Point-per-instance localization data
[Start of Attachment]

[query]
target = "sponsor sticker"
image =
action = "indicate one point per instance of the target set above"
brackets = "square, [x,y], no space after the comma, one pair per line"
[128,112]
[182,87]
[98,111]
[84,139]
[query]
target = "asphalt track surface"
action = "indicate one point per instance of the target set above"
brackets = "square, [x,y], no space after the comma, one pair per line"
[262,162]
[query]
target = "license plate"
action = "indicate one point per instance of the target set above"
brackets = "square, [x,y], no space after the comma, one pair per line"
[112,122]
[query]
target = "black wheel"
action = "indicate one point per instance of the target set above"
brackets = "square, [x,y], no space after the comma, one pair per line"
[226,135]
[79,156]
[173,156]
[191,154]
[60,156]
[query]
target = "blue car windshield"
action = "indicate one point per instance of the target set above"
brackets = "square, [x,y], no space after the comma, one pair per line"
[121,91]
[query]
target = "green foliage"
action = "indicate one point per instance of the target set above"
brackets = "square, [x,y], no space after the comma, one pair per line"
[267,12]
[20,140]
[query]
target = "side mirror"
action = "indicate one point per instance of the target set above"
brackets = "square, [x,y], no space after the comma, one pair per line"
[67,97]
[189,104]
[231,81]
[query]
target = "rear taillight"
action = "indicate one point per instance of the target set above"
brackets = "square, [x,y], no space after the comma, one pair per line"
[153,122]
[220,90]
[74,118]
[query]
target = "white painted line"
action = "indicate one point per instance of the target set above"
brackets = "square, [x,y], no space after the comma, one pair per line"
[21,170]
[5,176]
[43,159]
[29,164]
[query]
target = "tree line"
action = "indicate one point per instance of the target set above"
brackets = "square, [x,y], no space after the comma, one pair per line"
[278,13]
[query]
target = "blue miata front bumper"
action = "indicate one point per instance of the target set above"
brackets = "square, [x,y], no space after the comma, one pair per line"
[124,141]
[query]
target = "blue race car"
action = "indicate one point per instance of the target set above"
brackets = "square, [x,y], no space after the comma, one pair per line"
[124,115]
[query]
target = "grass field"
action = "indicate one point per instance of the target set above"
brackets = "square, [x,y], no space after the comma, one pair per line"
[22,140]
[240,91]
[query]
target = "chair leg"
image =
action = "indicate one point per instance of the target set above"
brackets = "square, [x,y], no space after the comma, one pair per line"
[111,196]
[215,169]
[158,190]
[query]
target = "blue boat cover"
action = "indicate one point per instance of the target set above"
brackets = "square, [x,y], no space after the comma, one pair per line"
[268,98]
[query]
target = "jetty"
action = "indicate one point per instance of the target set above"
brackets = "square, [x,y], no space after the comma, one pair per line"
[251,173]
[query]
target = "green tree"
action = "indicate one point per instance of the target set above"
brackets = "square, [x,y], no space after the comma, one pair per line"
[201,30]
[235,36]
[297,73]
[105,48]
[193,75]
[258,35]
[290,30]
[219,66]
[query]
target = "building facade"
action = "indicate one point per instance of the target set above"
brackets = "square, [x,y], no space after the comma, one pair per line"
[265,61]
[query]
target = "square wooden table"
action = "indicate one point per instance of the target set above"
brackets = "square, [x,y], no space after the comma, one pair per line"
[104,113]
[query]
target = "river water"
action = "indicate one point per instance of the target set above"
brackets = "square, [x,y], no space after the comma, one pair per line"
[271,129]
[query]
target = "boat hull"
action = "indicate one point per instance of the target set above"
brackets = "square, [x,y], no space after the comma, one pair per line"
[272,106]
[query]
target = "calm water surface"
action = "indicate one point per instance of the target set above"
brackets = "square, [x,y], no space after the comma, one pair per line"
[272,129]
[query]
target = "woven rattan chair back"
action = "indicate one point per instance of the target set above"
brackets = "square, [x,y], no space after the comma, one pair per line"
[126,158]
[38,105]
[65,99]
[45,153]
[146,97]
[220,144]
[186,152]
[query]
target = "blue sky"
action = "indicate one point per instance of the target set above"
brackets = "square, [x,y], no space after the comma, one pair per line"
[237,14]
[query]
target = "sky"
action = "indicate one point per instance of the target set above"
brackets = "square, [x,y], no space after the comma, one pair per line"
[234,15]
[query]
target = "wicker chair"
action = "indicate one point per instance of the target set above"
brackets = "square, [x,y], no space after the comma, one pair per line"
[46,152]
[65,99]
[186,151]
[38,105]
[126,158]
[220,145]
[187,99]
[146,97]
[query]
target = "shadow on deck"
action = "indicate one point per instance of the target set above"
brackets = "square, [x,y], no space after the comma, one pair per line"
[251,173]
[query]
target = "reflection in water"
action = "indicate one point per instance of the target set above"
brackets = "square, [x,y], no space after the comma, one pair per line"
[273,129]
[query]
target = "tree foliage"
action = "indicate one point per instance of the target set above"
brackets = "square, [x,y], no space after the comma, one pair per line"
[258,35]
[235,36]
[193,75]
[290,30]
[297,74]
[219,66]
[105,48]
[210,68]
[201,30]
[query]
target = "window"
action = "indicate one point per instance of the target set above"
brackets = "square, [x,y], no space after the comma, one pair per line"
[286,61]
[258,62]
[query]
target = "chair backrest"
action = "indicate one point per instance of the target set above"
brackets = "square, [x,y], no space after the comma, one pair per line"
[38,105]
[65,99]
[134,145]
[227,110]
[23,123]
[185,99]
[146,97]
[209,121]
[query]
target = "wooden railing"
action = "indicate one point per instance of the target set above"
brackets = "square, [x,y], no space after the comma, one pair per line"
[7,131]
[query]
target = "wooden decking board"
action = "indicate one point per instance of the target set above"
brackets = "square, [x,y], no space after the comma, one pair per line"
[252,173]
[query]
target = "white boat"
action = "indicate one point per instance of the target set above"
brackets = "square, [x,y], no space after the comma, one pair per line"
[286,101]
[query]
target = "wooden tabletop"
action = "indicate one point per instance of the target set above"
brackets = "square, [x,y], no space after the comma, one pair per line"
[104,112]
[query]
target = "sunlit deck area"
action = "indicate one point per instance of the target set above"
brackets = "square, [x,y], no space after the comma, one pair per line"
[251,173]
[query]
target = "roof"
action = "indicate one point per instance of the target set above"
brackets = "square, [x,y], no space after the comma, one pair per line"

[End of Attachment]

**INSTRUCTIONS FOR THE TASK:** Repeat each record word for word. Do not leave any out.

**TASK OUTPUT:**
[query]
target = "sponsor sticker"
image =
action = "indicate one point per instance of the target set above"
brackets = "square, [x,y], no space after the comma, one pair per line"
[128,112]
[182,87]
[98,111]
[84,139]
[query]
target = "asphalt track surface"
action = "indicate one point per instance of the target set above"
brackets = "square, [x,y], no space after the comma, one pair per line"
[262,162]
[query]
target = "license plate"
action = "indicate one point per instance of the target set above"
brackets = "square, [x,y], no space after the comma, one pair per line"
[112,122]
[query]
target = "black wheel"
action = "indicate one point per instance of the target set above"
brackets = "square, [x,y], no space after the comma, one pair per line"
[226,135]
[79,156]
[173,156]
[191,154]
[60,156]
[query]
target = "blue car windshield"
action = "indicate one point per instance of the target set above"
brackets = "square, [x,y], no space after the comma, one pair per line"
[121,91]
[query]
target = "green foliage"
action = "indicate one point per instance of the target set above"
brackets = "square, [x,y], no space after the comma, one pair per line"
[267,12]
[20,140]
[query]
target = "side mirror"
action = "indicate one point per instance of the target set above"
brackets = "square, [x,y], no space after the comma, one pair per line"
[67,97]
[189,104]
[231,81]
[query]
target = "rear taillight"
action = "indicate one point per instance of the target set above"
brackets = "square, [x,y], no space after the comma, one pair per line"
[153,122]
[220,90]
[74,118]
[query]
target = "white painted line"
action = "indicate one point per instance of the target set above"
brackets = "square, [x,y], no space after the comma, one pair per line"
[21,170]
[5,176]
[43,159]
[29,164]
[query]
target = "tree line"
action = "indicate one point per instance of the target set above"
brackets = "square, [x,y], no space after the comma, one pair per line"
[278,13]
[query]
target = "blue miata front bumper"
action = "indicate one point per instance of the target set above"
brackets = "square, [x,y], no space after the comma, one pair per line"
[124,141]
[query]
target = "blue race car"
action = "indicate one point per instance of the target set above"
brackets = "square, [x,y], no space after the comma, one pair per line"
[124,115]
[query]
target = "grass field"
action = "indicate one point per instance of the target set above"
brackets = "square, [x,y], no space after the comma, one pair per line"
[22,140]
[240,91]
[query]
target = "chair leg"
image =
action = "indicate one point per instance of the target set above"
brackets = "square, [x,y], no space after the comma, one pair per line"
[111,196]
[215,169]
[158,190]
[query]
target = "blue boat cover"
action = "indicate one point per instance of the target set above"
brackets = "square, [x,y], no space after the comma, one pair per line"
[268,98]
[query]
target = "jetty"
action = "indicate one point per instance of the target set above"
brackets = "square, [x,y], no space after the comma, one pair per line"
[251,173]
[query]
target = "green tree"
action = "indicate one point per instance of the target set above"
brackets = "square, [x,y], no space after the comma, one pair per line"
[201,30]
[235,36]
[297,73]
[105,48]
[193,75]
[258,35]
[290,30]
[219,66]
[query]
target = "building facade"
action = "indicate one point per instance of the target set above"
brackets = "square, [x,y], no space after the comma, one pair per line"
[265,61]
[query]
target = "square wooden table"
action = "indicate one point per instance of the target set above"
brackets = "square, [x,y], no space after the comma, one pair per line"
[104,113]
[query]
target = "river water"
action = "indicate one point per instance of the target set above"
brackets = "square, [x,y], no space after the comma, one pair per line"
[271,129]
[query]
target = "boat hull"
action = "indicate one point per instance of the target set above"
brackets = "square, [x,y], no space after the comma, one pair per line"
[272,106]
[query]
target = "calm water surface"
action = "indicate one point per instance of the target set above"
brackets = "square, [x,y], no space after the comma, one pair per line"
[272,129]
[query]
target = "woven rattan chair back"
action = "indicate one point per instance of the target set above"
brackets = "square, [x,y], no space after the comma, one pair per line"
[126,158]
[38,105]
[65,99]
[45,153]
[146,97]
[220,144]
[186,152]
[query]
target = "blue sky"
action = "indicate one point per instance of the target set above"
brackets = "square, [x,y], no space after the comma, one pair per line"
[237,14]
[query]
target = "sky"
action = "indicate one point per instance of the target set above"
brackets = "square, [x,y], no space after the comma, one pair per line"
[234,15]
[query]
target = "wicker chair"
action = "indicate one point per instance of the target set above"
brackets = "square, [x,y], no space after the comma, one pair per line"
[46,152]
[65,99]
[186,151]
[38,105]
[126,158]
[220,145]
[187,99]
[146,97]
[query]
target = "shadow on deck"
action = "indicate one point per instance of the target set above"
brackets = "square, [x,y], no space after the comma, one pair per line"
[251,173]
[query]
target = "reflection in water"
action = "indicate one point per instance of the target set above"
brackets = "square, [x,y], no space after the comma, one pair per line"
[273,129]
[query]
target = "tree foliage"
action = "indicate one point per instance of the target set above"
brackets = "square, [x,y], no space after the comma, one pair per line"
[258,35]
[235,36]
[193,75]
[290,30]
[297,74]
[219,66]
[105,48]
[210,68]
[201,30]
[query]
target = "window"
action = "indicate one point per instance of the target set above"
brackets = "square, [x,y], no space after the comma, one pair per line"
[286,61]
[258,62]
[query]
target = "chair backrest"
action = "indicate one point per instance of the target set above"
brackets = "square, [x,y], no space after the comma, one pair per line"
[38,105]
[65,99]
[134,145]
[227,110]
[23,123]
[185,99]
[146,97]
[209,121]
[query]
target = "wooden railing"
action = "indicate one point per instance of the target set above"
brackets = "square, [x,y], no space after the comma, one pair per line"
[7,131]
[query]
target = "wooden decking board"
action = "indicate one point per instance of the target set above"
brackets = "square, [x,y], no space after the comma, one pair per line"
[252,173]
[query]
target = "white boat"
action = "indicate one point per instance of the target set above"
brackets = "square, [x,y], no space after the comma, one pair per line"
[286,101]
[query]
target = "wooden tabletop"
action = "indicate one point per instance of the target set above"
brackets = "square, [x,y], no space after the comma, one pair per line"
[104,112]
[query]
target = "sunlit deck area"
action = "indicate one point per instance of the target set above"
brackets = "square, [x,y], no space after the comma, one pair per line"
[251,173]
[query]
target = "roof"
action = "indicate one point per instance of the target set above"
brackets = "square, [x,y], no space after the comma, one pair per line"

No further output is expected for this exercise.